**PAGE EXTRACT:**
"""
SAFE AIR  (Simulation of Air pollution From Emissions Above Inhomogeneous Regions) is an advanced atmospheric pollution dispersion model for calculating concentrations of atmospheric pollutants emitted both continuously or intermittently from point, line, volume and area sources. It adopts an integrated Gaussian puff modeling system.
SAFE AIR  consists of three main parts: the meteorological pre-processor WINDS (Wind-field Interpolation by Non Divergent Schemes) to calculate wind fields, the meteorological pre-processor ABLE (Acquisition of Boundary Layer parameters) to calculate atmospheric parameters and a lagrangian multisource model named P6 (Program Plotting Paths of Pollutant Puffs and Plumes) to calculate pollutant dispersion.
SAFE AIR  is included in the online Model Documentation System (MDS) of the European Environment Agency (EEA) and of the Italian Agency for the Protection of the Environment (APAT).
"""
**DATA ENTRIES:**
"""
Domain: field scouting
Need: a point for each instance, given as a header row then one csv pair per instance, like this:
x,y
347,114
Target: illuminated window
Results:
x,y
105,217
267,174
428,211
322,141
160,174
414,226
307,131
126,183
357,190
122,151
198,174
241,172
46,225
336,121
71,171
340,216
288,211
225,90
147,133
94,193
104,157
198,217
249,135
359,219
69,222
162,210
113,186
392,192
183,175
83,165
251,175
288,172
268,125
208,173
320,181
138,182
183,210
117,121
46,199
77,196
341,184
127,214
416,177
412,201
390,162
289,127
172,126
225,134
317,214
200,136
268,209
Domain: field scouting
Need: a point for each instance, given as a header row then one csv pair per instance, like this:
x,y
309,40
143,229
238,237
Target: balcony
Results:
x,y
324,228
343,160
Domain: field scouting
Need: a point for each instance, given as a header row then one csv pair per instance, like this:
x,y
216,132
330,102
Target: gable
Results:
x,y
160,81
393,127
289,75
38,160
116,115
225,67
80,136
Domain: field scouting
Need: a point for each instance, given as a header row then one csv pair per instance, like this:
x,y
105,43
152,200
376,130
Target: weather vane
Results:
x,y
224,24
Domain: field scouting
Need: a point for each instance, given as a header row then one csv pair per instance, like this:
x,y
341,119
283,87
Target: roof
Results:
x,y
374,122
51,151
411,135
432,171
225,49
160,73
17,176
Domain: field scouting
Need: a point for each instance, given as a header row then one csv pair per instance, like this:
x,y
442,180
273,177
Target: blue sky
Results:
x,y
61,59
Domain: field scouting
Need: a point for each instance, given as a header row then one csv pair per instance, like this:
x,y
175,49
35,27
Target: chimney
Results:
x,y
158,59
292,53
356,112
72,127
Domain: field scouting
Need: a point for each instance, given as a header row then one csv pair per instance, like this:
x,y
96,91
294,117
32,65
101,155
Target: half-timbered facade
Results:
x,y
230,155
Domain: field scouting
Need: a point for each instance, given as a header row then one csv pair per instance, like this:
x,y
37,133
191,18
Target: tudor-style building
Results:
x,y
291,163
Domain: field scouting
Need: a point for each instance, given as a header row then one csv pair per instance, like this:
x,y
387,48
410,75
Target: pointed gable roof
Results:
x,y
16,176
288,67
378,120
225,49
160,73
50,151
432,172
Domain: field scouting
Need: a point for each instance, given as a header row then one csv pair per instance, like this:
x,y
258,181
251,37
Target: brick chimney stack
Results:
"""
**THINGS TO DO:**
1 – Extract each line of the records that contains the string "gable", treating uppercase and lowercase as different.
2 – Pick up the passage about the SAFE AIR pollution model after its final sentence and carry it forward.

**RESPONSES TO THE EXERCISE:**
1 –
Target: gable
Target: pointed gable roof

2 –
History
SAFE AIR is developed, maintained, and distributed by the Department of Physics (DIFI) of the University of Genoa, Italy. The first version of SAFE AIR was released in 1996. The current version II was released in 2003 and runs both in the Microsoft Windows and Unix environment. It has a Fortran codebase.

Input data

Topographic data

Orography
Roughness
Displacement level
Land sea mask

Meteorological data

Ambient temperature
Wind direction
Wind speed
Atmospheric stability classes (A through G)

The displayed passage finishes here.